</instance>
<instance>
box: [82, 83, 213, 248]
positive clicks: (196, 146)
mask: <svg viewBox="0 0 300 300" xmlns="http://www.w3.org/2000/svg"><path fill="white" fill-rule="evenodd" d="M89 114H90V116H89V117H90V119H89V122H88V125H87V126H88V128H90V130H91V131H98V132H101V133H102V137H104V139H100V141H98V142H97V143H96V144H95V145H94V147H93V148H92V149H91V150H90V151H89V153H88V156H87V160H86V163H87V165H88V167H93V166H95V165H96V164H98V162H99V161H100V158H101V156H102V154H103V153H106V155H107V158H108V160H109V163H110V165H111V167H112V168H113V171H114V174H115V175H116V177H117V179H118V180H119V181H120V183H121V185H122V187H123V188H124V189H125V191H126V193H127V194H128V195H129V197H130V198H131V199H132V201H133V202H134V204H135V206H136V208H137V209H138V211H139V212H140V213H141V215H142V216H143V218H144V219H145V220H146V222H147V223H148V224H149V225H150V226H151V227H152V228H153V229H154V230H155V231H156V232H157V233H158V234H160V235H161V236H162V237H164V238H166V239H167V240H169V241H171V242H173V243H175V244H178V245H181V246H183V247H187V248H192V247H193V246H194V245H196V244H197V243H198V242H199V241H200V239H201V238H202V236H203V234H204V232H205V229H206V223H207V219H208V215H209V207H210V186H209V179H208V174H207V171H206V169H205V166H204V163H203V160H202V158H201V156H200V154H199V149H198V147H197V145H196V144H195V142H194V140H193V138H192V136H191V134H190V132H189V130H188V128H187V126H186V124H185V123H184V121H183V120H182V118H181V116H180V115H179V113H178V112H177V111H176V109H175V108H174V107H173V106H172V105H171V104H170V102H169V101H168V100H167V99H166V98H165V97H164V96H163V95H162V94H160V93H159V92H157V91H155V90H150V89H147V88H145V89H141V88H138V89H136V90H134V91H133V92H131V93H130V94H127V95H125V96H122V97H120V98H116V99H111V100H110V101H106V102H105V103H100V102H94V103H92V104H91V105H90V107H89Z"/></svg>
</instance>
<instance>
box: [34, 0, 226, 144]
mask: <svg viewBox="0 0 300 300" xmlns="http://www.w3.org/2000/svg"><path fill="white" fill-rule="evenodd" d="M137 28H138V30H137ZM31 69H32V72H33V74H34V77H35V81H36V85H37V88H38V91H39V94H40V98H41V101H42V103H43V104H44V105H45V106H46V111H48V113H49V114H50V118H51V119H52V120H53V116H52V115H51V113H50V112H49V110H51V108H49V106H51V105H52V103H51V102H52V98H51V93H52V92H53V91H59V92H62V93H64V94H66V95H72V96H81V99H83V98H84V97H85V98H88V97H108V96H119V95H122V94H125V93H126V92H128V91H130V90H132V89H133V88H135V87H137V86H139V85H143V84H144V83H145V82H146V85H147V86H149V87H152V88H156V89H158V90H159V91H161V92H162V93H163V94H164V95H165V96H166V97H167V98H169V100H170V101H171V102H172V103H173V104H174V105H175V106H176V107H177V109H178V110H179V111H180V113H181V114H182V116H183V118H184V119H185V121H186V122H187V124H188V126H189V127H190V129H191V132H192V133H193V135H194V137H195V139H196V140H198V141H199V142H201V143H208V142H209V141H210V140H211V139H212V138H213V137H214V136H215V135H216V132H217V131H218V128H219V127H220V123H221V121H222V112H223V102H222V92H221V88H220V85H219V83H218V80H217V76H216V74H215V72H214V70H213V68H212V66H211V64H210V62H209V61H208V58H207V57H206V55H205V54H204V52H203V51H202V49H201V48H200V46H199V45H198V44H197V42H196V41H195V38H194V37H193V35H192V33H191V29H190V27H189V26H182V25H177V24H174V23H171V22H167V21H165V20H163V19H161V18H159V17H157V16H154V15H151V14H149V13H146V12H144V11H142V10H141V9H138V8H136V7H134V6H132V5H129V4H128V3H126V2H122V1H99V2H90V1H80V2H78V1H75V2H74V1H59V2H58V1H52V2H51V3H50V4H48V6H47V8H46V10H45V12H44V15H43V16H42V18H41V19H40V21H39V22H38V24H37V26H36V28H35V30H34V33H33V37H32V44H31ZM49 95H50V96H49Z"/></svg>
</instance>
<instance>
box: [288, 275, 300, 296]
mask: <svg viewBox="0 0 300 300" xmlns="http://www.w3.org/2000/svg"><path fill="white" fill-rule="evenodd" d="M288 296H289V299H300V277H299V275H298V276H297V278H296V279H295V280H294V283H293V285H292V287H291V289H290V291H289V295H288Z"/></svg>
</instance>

▶ [YOUR GOAL]: Rewrite this listing, substituting "foreground clicks" for every "positive clicks" and leaving everything else as it is.

▶ [OUTPUT OF THE TASK]:
</instance>
<instance>
box: [82, 83, 213, 248]
foreground clicks: (196, 146)
mask: <svg viewBox="0 0 300 300" xmlns="http://www.w3.org/2000/svg"><path fill="white" fill-rule="evenodd" d="M89 114H90V116H89V117H90V119H89V122H88V125H87V126H88V128H90V130H91V131H98V132H101V133H102V137H104V139H100V141H98V142H97V143H96V144H95V145H94V147H93V148H92V149H91V150H90V151H89V153H88V156H87V160H86V163H87V165H88V167H93V166H95V165H96V164H98V162H99V161H100V158H101V156H102V154H103V153H106V155H107V158H108V160H109V163H110V165H111V167H112V168H113V171H114V174H115V175H116V177H117V179H118V180H119V181H120V183H121V185H122V187H123V188H124V189H125V191H126V193H127V194H128V195H129V197H130V198H131V199H132V201H133V202H134V204H135V206H136V208H137V209H138V211H139V212H140V213H141V215H142V216H143V218H144V219H145V220H146V222H147V223H148V224H149V225H150V226H151V227H152V228H153V229H154V230H155V231H156V232H157V233H158V234H160V235H161V236H162V237H164V238H166V239H167V240H169V241H171V242H173V243H175V244H178V245H181V246H183V247H187V248H192V247H193V246H194V245H196V244H197V243H198V242H199V241H200V239H201V238H202V236H203V234H204V232H205V229H206V223H207V219H208V215H209V207H210V186H209V179H208V174H207V171H206V169H205V166H204V163H203V160H202V158H201V156H200V154H199V149H198V147H197V145H196V144H195V142H194V140H193V138H192V136H191V134H190V132H189V130H188V128H187V126H186V124H185V123H184V121H183V120H182V118H181V116H180V115H179V113H178V112H177V111H176V109H175V108H174V107H173V106H172V105H171V104H170V102H169V101H168V100H167V99H166V98H165V97H164V96H163V95H162V94H160V93H159V92H157V91H155V90H150V89H147V88H145V89H141V88H138V89H136V90H134V91H133V92H131V93H130V94H127V95H125V96H122V97H120V98H116V99H111V100H110V101H106V102H105V103H100V102H94V103H92V104H91V105H90V107H89Z"/></svg>
</instance>
<instance>
box: [34, 0, 226, 144]
mask: <svg viewBox="0 0 300 300" xmlns="http://www.w3.org/2000/svg"><path fill="white" fill-rule="evenodd" d="M137 28H138V30H137ZM31 69H32V72H33V74H34V77H35V81H36V85H37V88H38V91H39V94H40V98H41V101H42V103H43V104H44V105H45V106H46V111H48V113H49V114H50V118H51V119H52V120H53V116H52V115H51V113H50V112H49V110H51V108H49V106H51V105H52V103H51V102H52V98H51V93H52V92H53V91H59V92H62V93H64V94H66V95H72V96H81V99H83V98H84V97H85V98H88V97H108V96H119V95H122V94H125V93H126V92H128V91H130V90H132V89H133V88H135V87H137V86H139V85H143V84H144V83H145V82H146V85H147V86H149V87H152V88H156V89H158V90H159V91H161V92H162V93H163V94H164V95H165V96H166V97H167V98H169V100H170V101H171V102H172V103H173V104H174V105H175V106H176V107H177V109H178V110H179V111H180V113H181V114H182V116H183V118H184V119H185V121H186V122H187V124H188V126H189V127H190V129H191V132H192V133H193V135H194V137H195V139H196V140H198V141H199V142H201V143H208V142H209V141H210V140H211V139H212V138H213V137H214V136H215V135H216V132H217V131H218V128H219V127H220V123H221V121H222V112H223V102H222V92H221V88H220V85H219V83H218V80H217V76H216V74H215V72H214V70H213V68H212V66H211V64H210V62H209V61H208V58H207V57H206V55H205V54H204V52H203V51H202V49H201V48H200V46H199V45H198V44H197V42H196V41H195V38H194V37H193V35H192V33H191V29H190V27H189V26H182V25H177V24H174V23H171V22H167V21H165V20H163V19H161V18H159V17H157V16H154V15H151V14H149V13H146V12H144V11H142V10H141V9H138V8H136V7H134V6H132V5H129V4H128V3H126V2H122V1H99V2H90V1H80V2H78V1H75V2H74V1H59V2H58V1H52V2H51V3H50V4H48V6H47V8H46V10H45V12H44V15H43V16H42V18H41V19H40V21H39V22H38V24H37V26H36V28H35V30H34V33H33V37H32V44H31ZM49 95H50V96H49Z"/></svg>
</instance>
<instance>
box: [288, 275, 300, 296]
mask: <svg viewBox="0 0 300 300" xmlns="http://www.w3.org/2000/svg"><path fill="white" fill-rule="evenodd" d="M288 296H289V299H300V277H299V275H298V276H297V278H296V279H295V280H294V283H293V285H292V287H291V289H290V291H289V295H288Z"/></svg>
</instance>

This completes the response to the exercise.